__What is asked__: Begin at the line with "TARGET = snow-covered ground" and output every line through the end of the records, exactly as given. Omit pictures.

***** Records to use *****

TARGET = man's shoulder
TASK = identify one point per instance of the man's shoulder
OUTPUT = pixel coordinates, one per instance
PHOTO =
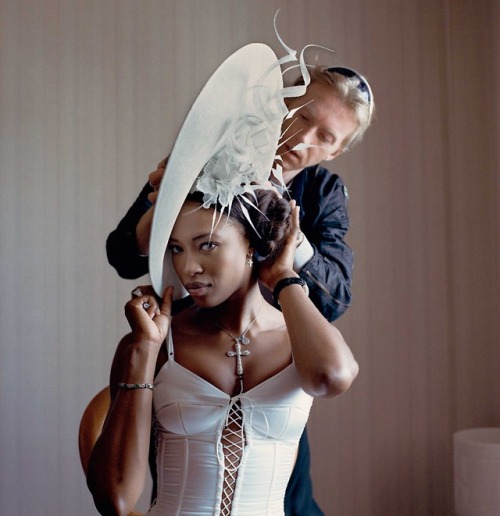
(320, 177)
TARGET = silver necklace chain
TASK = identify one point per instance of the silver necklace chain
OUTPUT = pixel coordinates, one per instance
(238, 341)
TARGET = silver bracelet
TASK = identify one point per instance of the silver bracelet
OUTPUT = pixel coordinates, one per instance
(132, 386)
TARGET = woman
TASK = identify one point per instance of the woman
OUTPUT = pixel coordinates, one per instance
(233, 377)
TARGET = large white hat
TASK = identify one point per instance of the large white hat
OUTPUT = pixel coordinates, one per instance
(227, 141)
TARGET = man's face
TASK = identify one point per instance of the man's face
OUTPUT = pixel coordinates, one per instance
(324, 122)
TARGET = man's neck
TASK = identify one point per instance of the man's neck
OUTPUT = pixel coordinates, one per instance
(288, 175)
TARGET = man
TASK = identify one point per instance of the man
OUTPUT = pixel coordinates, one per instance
(333, 115)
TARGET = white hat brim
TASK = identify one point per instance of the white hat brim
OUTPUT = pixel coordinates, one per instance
(219, 102)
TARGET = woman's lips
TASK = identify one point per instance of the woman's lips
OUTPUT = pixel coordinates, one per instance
(196, 288)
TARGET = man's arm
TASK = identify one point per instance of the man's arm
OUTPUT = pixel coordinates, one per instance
(322, 198)
(121, 244)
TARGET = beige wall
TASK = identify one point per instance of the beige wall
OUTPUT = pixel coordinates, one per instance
(91, 95)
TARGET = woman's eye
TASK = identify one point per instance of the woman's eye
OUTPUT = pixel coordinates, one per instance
(175, 249)
(208, 246)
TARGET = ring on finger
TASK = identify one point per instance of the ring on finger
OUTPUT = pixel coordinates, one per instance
(136, 292)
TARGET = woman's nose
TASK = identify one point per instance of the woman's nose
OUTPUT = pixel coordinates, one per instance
(192, 265)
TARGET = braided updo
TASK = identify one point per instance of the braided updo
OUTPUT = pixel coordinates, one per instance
(271, 221)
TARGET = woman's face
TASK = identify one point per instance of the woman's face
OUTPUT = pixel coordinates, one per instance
(212, 265)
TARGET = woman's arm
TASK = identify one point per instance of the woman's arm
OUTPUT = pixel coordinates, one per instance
(119, 461)
(323, 360)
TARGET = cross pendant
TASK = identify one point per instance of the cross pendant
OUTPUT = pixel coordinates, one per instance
(238, 353)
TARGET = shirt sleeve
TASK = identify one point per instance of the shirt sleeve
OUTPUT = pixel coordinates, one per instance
(325, 222)
(121, 245)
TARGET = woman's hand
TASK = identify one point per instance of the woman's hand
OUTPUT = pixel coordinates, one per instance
(149, 318)
(282, 267)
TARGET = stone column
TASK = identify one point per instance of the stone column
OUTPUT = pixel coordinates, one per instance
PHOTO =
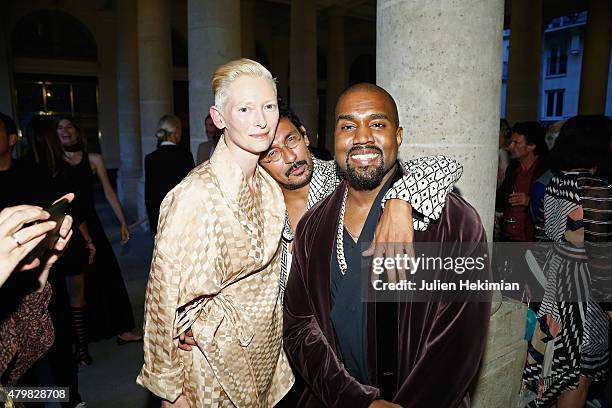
(336, 71)
(128, 110)
(523, 84)
(214, 39)
(303, 64)
(155, 68)
(247, 29)
(596, 58)
(445, 78)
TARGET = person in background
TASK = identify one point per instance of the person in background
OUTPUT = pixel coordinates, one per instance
(58, 366)
(577, 217)
(528, 150)
(165, 167)
(206, 149)
(109, 311)
(537, 192)
(349, 352)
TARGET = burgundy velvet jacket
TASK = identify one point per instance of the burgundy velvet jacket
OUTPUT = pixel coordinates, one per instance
(439, 344)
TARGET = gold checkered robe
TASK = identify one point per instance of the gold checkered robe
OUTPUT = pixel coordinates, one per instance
(215, 268)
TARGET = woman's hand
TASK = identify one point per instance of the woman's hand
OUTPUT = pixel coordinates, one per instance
(15, 241)
(125, 234)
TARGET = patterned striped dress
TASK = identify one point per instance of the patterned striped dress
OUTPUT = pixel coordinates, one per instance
(577, 217)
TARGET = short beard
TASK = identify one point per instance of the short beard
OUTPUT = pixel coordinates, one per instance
(365, 178)
(299, 184)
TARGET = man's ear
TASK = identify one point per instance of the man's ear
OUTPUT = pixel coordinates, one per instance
(302, 130)
(217, 117)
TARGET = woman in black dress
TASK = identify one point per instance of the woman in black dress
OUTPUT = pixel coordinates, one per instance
(110, 311)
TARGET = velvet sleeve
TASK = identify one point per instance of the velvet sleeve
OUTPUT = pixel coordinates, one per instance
(163, 369)
(309, 350)
(454, 335)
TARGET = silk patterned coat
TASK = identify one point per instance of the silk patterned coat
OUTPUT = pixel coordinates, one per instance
(215, 268)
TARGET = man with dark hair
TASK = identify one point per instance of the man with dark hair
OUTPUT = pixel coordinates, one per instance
(527, 150)
(349, 354)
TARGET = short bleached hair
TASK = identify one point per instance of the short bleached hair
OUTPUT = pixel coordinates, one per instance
(227, 73)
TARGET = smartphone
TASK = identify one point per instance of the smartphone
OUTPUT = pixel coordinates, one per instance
(57, 212)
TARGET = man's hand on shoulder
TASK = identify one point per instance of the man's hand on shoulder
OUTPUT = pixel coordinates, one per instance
(186, 340)
(181, 402)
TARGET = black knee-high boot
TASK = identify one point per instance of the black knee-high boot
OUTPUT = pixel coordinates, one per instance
(79, 320)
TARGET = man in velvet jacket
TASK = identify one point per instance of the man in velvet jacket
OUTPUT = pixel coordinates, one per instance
(333, 338)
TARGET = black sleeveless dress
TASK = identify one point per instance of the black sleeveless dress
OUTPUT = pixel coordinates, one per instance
(109, 308)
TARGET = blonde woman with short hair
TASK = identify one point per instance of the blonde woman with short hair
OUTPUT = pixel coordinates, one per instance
(216, 263)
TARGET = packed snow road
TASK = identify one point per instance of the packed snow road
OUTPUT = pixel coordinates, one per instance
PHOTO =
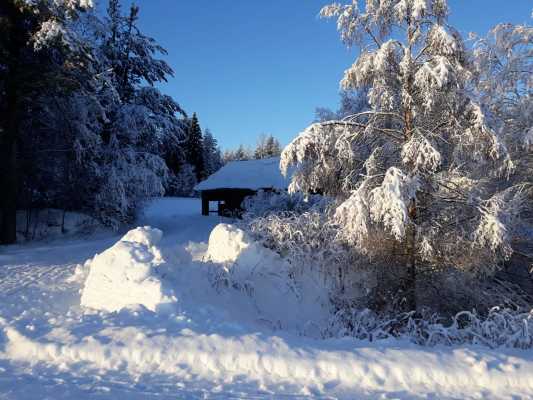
(215, 341)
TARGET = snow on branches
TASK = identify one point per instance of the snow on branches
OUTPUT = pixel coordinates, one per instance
(417, 167)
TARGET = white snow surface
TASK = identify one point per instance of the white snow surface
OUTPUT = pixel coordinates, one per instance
(220, 338)
(249, 174)
(128, 274)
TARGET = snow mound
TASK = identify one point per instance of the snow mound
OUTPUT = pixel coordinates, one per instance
(128, 274)
(282, 301)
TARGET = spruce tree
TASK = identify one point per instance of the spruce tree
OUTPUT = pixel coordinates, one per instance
(194, 148)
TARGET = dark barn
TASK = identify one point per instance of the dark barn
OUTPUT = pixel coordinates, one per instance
(237, 179)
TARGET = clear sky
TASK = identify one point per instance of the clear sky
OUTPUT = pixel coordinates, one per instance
(248, 67)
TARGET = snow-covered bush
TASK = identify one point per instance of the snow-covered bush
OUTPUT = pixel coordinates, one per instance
(501, 327)
(267, 202)
(300, 229)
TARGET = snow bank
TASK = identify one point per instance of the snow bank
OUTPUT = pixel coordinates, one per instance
(128, 273)
(281, 300)
(344, 369)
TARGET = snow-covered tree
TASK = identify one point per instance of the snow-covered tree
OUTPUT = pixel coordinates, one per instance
(194, 148)
(34, 36)
(412, 174)
(212, 155)
(504, 77)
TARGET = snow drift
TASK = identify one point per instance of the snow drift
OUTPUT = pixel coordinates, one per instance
(128, 273)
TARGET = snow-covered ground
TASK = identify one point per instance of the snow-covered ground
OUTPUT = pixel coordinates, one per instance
(216, 339)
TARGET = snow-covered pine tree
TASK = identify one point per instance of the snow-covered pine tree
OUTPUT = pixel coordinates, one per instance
(27, 28)
(194, 149)
(143, 126)
(413, 174)
(212, 156)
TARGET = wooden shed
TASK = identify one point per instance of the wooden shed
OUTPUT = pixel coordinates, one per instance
(237, 179)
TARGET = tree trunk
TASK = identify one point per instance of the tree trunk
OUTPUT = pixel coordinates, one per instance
(411, 278)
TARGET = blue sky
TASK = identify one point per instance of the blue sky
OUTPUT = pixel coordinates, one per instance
(248, 67)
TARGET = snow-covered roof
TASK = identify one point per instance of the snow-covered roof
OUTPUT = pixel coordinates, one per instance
(250, 174)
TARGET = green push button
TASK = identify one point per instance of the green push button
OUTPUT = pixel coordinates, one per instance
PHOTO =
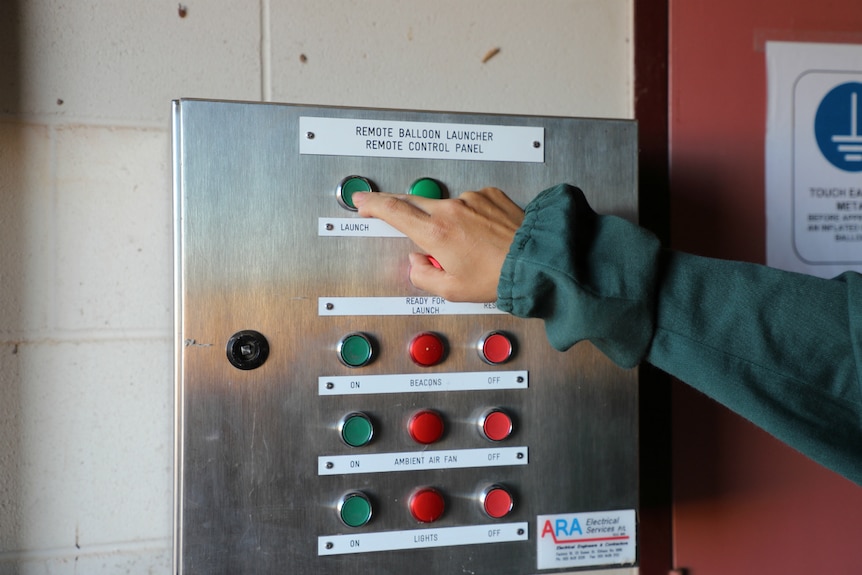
(357, 429)
(355, 509)
(427, 188)
(355, 350)
(349, 186)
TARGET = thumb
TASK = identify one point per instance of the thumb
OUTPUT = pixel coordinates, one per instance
(425, 275)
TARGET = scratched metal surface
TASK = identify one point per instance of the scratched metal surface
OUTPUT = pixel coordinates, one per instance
(248, 256)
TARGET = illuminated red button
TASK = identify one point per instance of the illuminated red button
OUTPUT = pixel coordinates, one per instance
(496, 348)
(427, 349)
(426, 505)
(497, 502)
(425, 427)
(497, 425)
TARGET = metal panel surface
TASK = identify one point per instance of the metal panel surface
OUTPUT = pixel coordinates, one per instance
(251, 443)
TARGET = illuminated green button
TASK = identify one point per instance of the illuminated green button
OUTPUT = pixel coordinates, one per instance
(355, 509)
(427, 188)
(355, 350)
(357, 429)
(349, 186)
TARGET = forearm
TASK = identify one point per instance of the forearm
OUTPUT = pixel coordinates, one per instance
(778, 348)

*****

__Solved exercise__:
TARGET = snow-covered ground
TASK = identify one point per instance of the snow-covered ground
OUTPUT = pixel coordinates, one per instance
(216, 339)
TARGET = snow-covered pine tree
TASK = identify one point per instance of the snow-covered pine tree
OUTPUT = pixel coordinates, one per instance
(27, 28)
(194, 149)
(143, 126)
(413, 174)
(212, 156)
TARGET = wooden shed
TASK = identify one point per instance of the wooden shed
OUTPUT = pixel coordinates, one per instance
(237, 179)
TARGET = tree trunk
TASK = identify one point per instance of the tree trunk
OUTPUT = pixel coordinates, one per instance
(411, 278)
TARGET = blue sky
TASK = identify one point per instance of the blue sky
OUTPUT = pixel coordinates, one per instance
(248, 67)
TARGET = snow-covered roof
TASK = identify one point per instance of the snow-covered roof
OUTPUT = pixel coordinates, one per instance
(250, 174)
TARGET = green push button
TASK = identify one point per instance of the green push button
OUTPUT = pixel coordinates, one per instance
PHOTO =
(357, 429)
(355, 509)
(427, 188)
(355, 350)
(349, 186)
TARGET = thumb
TASK = identify one point per instance of the thumb
OUTPUT = pixel coordinates, one per instance
(425, 275)
TARGET = scratched metal surface
TASK = identify one point per instance of the scratched metal surface
OUTPUT = pixel coordinates, one per instance
(248, 256)
TARGET = illuminated red button
TASK = identify one point per instance of the illuminated red button
OUTPUT = pixel coordinates, one per instance
(496, 348)
(427, 349)
(426, 505)
(497, 502)
(425, 427)
(497, 425)
TARGET = metal panel surface
TASK = identify one point per instance of the metal panel surface
OUTPUT = pixel coordinates, one per instance
(251, 443)
TARGET = illuminated green button
TASK = identify one point per instance of the illuminated green button
OUTPUT = pixel coordinates, one per instance
(355, 509)
(427, 188)
(355, 350)
(357, 429)
(349, 186)
TARGET = forearm
TASK = identify one point per instance of the forearm
OUTPUT = pixel coordinates, one per instance
(778, 348)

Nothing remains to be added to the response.